■ INSTRUCTIONS
1 > According to the review of the Cindy Sherman exhibition, how many color portraits hung in the gallery?
2 > Resume the review of the Cindy Sherman exhibition at Metro Pictures from where it stops.

■ PROVIDED TEXT
JTF (just the facts): A total of 14 color portraits, of varying sizes, all larger than life size, hung in gilded frames throughout the first and second floor galleries. (Installation shot at right.) All from 2008 and in editions of 6.
Comments/Context: We tend to visit gallery shows at odd hours (mostly to avoid crowds), and as a result, once in a while, we run into a group tour of “society ladies”. These are typically wealthy women in their 50s and 60s, dressed up with fancy furs and handbags, with a little too much makeup and hairspray, listening to the “art consultant” drone on about contemporary art, as they move from gallery to gallery in Chelsea.
We ran into just such a group at the Cindy Sherman show at Metro Pictures, and instead of this being an annoyance, an astonishing “happening” seemed to take place. Sherman’s pictures (her first new work since 2004) are once again portraits of herself in a dizzying array of costumes and looks, but this time, her keen observations are focused on women of privilege. They are staged in the time worn tradition of “family portraits”, with the matriarchs and spouses outfitted in their fanciest clothes and jewelry (and a few with some obvious “body work” and Botox), with stately settings and soft focus backgrounds. Sherman’s exaggerations make most of these pictures amusing, over the top, and a little ridiculous at first, but the irony fades quickly and the images are hauntingly real (even with their crazy distortions) and in the end, many are quite unhappy. Her dismantling of the conventions of beauty and aging are thorough and unflinching, and yet there is an undercurrent of empathy here (these women are trying their best and are still trapped) that has been missing from many of her other works.

■ DATASET ENTRIES
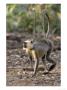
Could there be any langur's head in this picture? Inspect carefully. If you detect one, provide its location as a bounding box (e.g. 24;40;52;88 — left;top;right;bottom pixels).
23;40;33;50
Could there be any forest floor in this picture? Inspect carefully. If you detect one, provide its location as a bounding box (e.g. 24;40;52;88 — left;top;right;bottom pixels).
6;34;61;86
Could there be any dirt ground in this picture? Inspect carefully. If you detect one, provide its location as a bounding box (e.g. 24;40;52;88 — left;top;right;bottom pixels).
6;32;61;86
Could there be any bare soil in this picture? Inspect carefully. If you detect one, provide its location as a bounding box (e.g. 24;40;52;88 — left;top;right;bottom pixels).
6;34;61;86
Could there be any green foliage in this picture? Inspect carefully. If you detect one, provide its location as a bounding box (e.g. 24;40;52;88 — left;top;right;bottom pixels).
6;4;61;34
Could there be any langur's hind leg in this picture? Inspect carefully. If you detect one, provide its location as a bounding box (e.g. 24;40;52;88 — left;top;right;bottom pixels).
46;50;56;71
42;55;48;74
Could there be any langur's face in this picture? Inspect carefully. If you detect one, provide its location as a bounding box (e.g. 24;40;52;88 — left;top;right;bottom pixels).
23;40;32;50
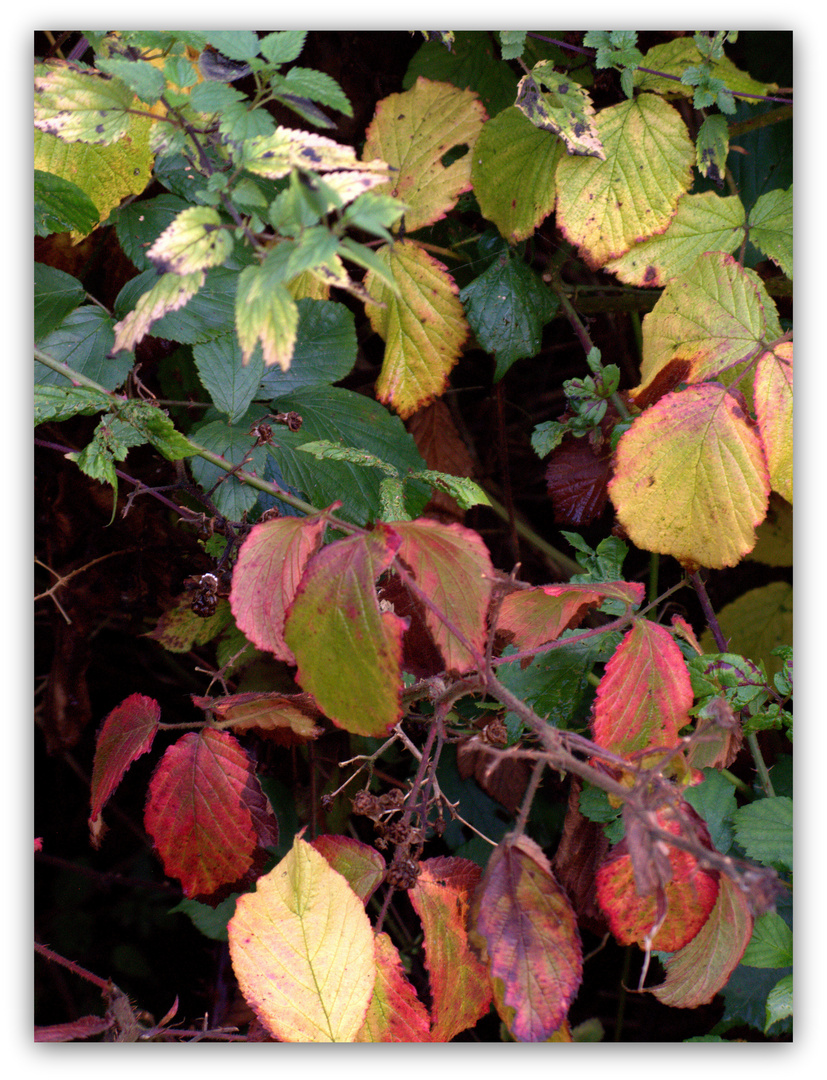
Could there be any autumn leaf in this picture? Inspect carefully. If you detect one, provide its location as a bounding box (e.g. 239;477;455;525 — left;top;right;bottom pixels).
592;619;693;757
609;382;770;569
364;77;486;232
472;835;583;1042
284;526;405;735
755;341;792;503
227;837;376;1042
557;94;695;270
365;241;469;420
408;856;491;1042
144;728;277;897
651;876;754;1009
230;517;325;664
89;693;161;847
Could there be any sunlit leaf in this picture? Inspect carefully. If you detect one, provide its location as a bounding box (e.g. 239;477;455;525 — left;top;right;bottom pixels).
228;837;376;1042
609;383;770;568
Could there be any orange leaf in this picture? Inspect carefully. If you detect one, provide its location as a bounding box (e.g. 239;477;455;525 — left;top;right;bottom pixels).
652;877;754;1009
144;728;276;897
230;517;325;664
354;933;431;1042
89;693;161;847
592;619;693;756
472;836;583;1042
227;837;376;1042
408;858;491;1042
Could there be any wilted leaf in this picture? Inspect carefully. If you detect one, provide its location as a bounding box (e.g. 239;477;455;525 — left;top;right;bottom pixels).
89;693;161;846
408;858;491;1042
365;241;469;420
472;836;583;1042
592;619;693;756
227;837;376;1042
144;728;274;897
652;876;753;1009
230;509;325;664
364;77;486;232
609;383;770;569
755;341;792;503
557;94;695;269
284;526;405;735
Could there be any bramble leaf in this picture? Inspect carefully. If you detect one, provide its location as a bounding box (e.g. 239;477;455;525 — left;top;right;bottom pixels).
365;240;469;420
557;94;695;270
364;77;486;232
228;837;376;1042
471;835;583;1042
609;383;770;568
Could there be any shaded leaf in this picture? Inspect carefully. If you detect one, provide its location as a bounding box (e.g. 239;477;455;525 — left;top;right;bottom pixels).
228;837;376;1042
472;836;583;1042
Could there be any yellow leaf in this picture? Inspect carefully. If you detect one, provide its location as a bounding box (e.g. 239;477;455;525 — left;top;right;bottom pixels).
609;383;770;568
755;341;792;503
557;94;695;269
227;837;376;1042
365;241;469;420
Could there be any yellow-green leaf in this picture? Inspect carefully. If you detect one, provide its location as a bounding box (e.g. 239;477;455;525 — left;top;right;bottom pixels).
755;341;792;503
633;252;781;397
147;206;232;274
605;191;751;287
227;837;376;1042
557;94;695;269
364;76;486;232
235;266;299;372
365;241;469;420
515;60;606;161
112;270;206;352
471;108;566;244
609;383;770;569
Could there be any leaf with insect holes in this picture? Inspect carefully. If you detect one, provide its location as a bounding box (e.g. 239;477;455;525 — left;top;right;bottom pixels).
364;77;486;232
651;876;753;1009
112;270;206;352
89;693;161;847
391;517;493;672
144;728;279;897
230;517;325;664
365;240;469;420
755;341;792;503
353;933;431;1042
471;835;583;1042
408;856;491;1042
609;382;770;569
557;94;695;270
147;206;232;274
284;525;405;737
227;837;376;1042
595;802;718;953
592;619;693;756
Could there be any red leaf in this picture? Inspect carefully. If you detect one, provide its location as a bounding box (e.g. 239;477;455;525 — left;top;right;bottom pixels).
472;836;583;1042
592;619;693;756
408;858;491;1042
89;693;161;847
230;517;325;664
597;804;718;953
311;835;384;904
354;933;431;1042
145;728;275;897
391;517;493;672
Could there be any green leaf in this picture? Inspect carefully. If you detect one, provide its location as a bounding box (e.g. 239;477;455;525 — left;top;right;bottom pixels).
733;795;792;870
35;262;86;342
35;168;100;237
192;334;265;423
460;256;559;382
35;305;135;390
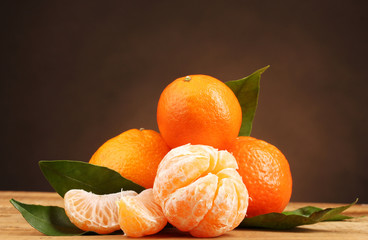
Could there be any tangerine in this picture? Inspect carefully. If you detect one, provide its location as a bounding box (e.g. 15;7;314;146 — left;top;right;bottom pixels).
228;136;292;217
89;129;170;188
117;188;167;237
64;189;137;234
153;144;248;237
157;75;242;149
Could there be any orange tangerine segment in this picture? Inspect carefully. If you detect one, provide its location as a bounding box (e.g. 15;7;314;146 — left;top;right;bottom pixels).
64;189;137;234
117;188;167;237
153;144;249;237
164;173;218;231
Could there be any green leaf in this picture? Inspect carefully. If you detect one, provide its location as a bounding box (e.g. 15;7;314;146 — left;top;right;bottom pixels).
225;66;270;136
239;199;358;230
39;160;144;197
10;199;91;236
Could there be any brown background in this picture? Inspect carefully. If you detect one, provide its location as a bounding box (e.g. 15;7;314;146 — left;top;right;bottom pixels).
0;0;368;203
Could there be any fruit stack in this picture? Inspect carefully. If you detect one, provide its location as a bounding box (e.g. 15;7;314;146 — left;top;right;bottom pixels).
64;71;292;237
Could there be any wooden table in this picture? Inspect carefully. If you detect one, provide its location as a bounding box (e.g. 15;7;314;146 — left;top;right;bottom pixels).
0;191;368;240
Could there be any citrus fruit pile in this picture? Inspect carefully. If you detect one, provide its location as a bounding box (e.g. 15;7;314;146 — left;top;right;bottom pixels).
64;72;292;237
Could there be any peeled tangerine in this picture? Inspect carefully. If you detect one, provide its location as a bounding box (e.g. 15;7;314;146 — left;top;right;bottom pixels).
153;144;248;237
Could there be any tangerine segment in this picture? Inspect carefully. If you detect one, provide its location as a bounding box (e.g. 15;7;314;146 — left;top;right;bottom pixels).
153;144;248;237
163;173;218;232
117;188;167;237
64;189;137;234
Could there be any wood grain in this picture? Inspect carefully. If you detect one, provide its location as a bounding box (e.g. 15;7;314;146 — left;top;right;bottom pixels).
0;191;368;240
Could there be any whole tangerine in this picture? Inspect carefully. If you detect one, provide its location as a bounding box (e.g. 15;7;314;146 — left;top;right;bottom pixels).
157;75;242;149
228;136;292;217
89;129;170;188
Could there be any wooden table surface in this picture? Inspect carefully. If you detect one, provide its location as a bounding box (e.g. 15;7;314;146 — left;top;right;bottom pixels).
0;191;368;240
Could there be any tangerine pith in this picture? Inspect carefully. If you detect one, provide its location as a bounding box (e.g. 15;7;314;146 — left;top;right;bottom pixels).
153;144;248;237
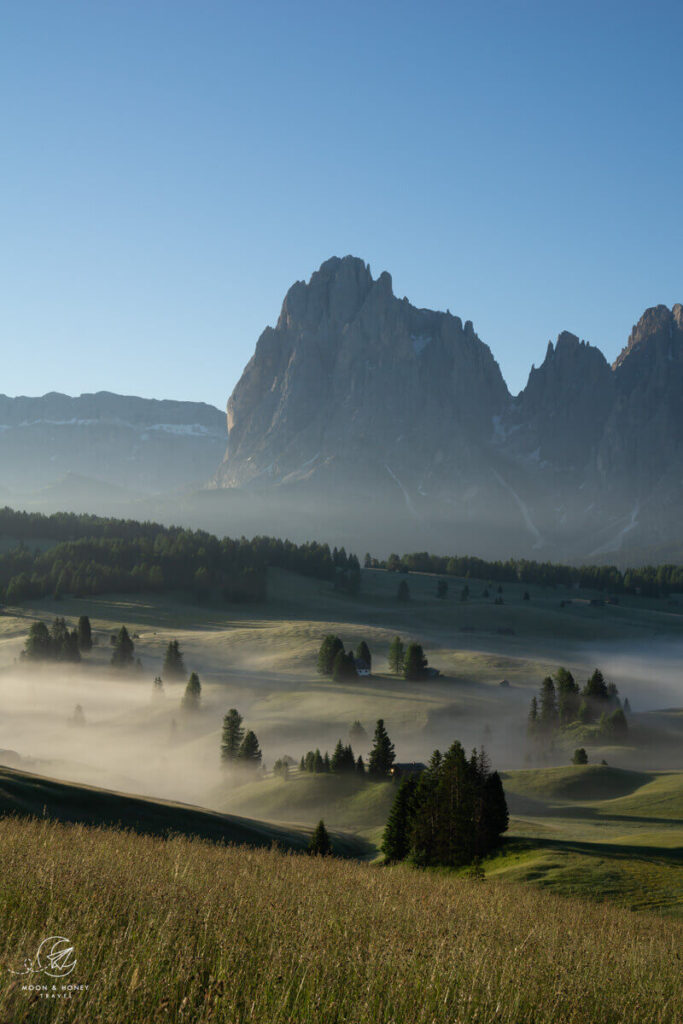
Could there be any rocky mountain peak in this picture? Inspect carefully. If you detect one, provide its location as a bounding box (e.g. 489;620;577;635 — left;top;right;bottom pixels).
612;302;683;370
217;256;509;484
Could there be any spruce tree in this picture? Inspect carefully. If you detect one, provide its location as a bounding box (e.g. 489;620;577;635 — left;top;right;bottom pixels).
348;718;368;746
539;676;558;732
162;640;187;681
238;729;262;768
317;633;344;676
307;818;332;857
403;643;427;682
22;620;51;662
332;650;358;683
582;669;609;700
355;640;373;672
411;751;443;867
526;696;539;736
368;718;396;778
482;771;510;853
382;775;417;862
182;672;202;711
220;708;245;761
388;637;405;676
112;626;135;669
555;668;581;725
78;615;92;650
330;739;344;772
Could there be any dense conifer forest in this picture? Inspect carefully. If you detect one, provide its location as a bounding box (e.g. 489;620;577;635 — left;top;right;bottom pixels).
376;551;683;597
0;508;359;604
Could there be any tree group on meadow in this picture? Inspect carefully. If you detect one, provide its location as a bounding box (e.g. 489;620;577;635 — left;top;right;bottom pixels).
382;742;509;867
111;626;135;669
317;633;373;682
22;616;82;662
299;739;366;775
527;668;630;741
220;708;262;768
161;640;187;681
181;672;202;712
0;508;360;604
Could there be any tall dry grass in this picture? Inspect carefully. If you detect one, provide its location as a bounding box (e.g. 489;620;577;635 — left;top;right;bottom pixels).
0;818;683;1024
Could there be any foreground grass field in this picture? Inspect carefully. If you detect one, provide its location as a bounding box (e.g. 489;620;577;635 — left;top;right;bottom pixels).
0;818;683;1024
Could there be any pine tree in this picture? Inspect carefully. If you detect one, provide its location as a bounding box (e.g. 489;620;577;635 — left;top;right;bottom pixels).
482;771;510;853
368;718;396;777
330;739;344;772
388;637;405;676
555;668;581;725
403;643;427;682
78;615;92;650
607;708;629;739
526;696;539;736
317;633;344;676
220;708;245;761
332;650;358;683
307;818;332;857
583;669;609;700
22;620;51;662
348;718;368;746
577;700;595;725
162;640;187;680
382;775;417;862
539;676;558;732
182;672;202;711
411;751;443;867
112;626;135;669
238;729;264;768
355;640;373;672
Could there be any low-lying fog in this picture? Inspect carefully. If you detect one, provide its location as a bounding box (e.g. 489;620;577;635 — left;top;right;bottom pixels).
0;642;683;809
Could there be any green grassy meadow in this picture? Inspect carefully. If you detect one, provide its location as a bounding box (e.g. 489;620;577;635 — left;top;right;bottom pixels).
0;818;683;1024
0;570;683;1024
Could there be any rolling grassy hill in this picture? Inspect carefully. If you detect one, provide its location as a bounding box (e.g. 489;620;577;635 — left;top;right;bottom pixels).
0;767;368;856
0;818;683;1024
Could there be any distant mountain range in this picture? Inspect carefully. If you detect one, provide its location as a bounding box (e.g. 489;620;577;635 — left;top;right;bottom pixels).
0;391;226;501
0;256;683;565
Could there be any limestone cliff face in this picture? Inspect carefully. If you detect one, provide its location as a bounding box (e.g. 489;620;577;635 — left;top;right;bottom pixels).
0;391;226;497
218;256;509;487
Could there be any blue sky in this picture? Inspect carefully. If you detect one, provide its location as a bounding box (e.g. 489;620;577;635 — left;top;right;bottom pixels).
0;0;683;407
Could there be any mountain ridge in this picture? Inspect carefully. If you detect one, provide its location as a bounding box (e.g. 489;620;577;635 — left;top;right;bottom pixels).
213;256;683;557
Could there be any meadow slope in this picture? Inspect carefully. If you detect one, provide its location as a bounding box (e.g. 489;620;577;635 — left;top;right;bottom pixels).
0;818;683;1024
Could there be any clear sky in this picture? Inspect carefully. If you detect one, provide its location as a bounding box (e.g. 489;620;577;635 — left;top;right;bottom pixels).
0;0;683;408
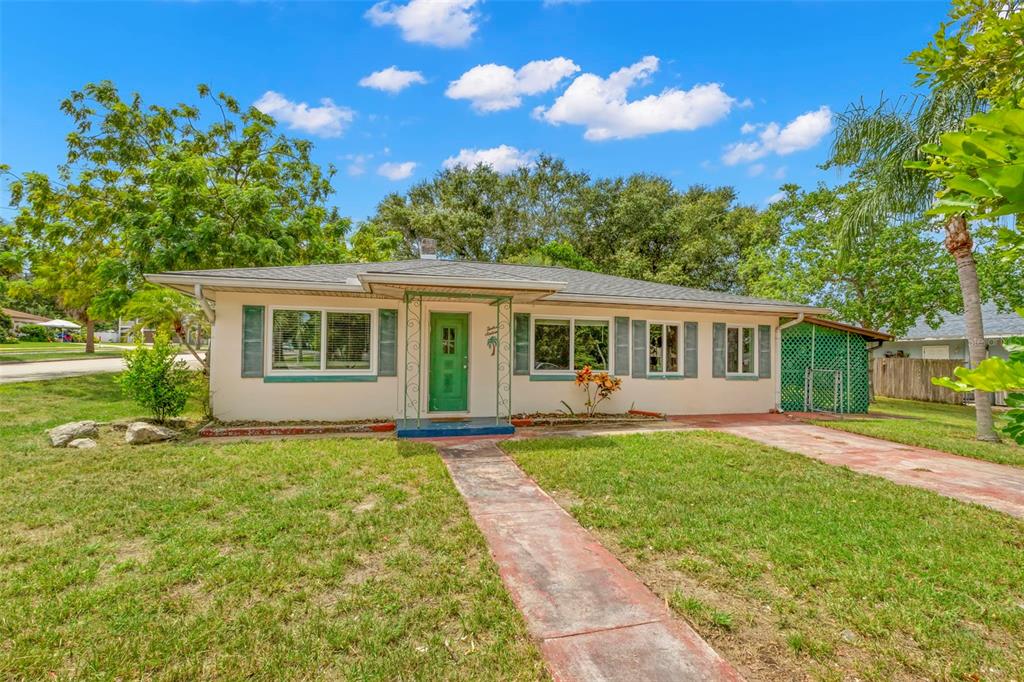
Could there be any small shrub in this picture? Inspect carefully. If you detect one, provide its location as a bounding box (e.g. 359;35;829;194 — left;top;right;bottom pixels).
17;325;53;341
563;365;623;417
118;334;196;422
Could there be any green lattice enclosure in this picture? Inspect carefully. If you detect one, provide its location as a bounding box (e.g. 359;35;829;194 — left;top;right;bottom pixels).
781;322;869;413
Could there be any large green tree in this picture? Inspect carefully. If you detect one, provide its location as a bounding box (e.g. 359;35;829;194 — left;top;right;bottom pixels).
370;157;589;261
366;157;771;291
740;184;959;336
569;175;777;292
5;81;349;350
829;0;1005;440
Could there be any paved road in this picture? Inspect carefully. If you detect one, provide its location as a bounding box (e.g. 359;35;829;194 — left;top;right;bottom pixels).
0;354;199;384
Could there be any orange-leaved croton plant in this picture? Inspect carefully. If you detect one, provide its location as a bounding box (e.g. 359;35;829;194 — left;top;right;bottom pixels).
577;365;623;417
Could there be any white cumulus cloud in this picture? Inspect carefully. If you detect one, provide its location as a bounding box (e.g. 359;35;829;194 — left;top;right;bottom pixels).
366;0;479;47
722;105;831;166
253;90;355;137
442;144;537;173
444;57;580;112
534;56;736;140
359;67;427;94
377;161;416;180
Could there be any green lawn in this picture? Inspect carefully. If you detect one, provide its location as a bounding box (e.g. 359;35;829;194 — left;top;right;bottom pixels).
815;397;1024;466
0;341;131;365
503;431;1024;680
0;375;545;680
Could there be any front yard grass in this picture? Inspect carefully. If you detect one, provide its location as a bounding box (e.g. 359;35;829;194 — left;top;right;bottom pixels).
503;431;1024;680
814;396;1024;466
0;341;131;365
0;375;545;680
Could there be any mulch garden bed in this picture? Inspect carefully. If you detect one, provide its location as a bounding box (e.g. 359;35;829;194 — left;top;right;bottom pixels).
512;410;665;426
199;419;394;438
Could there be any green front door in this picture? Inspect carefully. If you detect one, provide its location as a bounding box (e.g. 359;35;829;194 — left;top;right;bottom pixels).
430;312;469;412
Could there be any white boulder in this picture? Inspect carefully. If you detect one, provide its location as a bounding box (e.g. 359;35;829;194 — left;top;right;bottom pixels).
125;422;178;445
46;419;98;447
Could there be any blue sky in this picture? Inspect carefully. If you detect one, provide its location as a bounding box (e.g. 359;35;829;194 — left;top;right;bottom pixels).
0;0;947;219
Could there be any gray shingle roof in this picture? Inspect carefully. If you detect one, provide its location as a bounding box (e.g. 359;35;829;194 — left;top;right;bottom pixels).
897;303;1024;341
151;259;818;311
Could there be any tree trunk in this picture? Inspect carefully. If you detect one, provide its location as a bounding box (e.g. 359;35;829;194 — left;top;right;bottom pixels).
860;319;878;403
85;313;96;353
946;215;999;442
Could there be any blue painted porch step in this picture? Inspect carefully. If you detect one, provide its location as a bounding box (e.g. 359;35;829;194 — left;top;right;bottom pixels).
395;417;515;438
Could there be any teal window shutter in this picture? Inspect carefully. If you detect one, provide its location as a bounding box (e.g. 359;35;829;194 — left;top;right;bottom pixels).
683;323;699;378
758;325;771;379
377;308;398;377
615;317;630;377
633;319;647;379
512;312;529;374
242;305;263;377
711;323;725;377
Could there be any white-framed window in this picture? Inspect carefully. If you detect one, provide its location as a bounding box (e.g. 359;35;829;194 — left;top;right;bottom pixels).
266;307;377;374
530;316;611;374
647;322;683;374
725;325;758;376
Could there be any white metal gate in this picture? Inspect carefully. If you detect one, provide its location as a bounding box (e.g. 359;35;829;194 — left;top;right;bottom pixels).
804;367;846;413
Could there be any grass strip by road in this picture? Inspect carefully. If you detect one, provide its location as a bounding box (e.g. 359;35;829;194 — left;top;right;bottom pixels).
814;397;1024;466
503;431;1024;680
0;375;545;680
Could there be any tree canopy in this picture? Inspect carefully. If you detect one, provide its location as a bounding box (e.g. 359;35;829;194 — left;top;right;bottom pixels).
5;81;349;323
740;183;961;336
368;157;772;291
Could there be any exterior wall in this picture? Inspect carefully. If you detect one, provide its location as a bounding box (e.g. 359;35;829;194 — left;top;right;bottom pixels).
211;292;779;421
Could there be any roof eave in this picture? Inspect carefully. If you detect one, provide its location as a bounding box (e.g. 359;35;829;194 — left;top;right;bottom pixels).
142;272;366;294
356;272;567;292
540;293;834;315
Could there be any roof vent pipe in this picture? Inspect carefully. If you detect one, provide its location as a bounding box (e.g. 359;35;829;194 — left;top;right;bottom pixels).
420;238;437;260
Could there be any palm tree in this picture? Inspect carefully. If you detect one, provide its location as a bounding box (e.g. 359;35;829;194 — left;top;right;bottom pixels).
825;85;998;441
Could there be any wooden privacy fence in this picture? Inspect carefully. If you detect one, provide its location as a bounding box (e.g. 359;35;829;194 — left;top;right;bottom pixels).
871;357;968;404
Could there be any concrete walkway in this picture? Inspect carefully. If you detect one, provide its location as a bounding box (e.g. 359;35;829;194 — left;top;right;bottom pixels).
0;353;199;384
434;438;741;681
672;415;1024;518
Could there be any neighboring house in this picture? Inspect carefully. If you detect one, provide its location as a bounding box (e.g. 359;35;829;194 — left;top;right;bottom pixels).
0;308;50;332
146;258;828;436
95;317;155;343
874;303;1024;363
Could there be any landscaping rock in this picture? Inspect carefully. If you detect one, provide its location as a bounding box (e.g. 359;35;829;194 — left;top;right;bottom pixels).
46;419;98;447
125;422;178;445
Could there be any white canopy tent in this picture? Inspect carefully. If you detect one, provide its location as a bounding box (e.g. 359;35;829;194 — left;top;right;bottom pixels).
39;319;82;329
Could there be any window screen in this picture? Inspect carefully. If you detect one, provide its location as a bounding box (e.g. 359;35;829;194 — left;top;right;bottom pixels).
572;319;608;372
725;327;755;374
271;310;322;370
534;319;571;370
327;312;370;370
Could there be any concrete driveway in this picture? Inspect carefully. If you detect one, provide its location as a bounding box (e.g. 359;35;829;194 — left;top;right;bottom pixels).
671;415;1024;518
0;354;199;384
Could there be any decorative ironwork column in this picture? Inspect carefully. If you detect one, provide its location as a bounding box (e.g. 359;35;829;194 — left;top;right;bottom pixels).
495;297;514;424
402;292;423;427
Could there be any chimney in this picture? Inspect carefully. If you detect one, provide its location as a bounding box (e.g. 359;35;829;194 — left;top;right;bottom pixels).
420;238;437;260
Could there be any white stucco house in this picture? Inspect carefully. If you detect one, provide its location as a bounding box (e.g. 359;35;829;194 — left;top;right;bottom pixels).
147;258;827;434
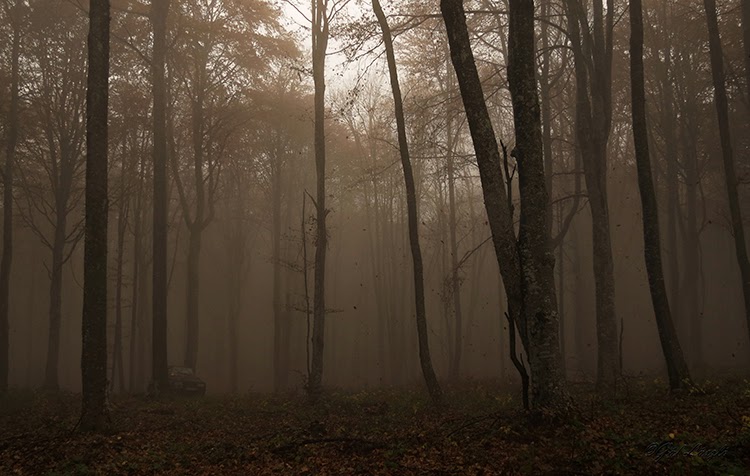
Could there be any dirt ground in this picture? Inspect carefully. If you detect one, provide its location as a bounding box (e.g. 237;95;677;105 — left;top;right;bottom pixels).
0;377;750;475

■ SOLVED PROBLEMS
1 > 14

2 >
So imagine then the tour group faced with these pictures: the unflattering portraits on the walls look surprisingly like them. I watched their faces as they wandered around, and these pictures clearly hit home, perhaps a little too close for comfort for many. None of these women found the pictures funny or light hearted (think of the rehearsal dinner “roast” that falls flat and you’ll know what I mean). The crowd had nothing but furrowed brows and frowns. It was truly a wild experience to look back and forth from the walls to the “patrons” and see the reactions.
Over the years, not all of Cindy Sherman’s impersonations and staged scenes have worked for us. But these new pictures are consistently successful and thought provoking. There seems to be a more real identification with the conventions that bind these women, and Sherman’s response seems more intimate and genuine.
Collector’s POV: This is the best show of new work we have seen this season (by quite a large margin). These are extremely well made, original images that will likely become iconic pictures in Sherman’s body of work. This is an important show by an artist at the top of her game. Don’t miss it.
Rating: *** (three stars) EXCELLENT (rating system described here)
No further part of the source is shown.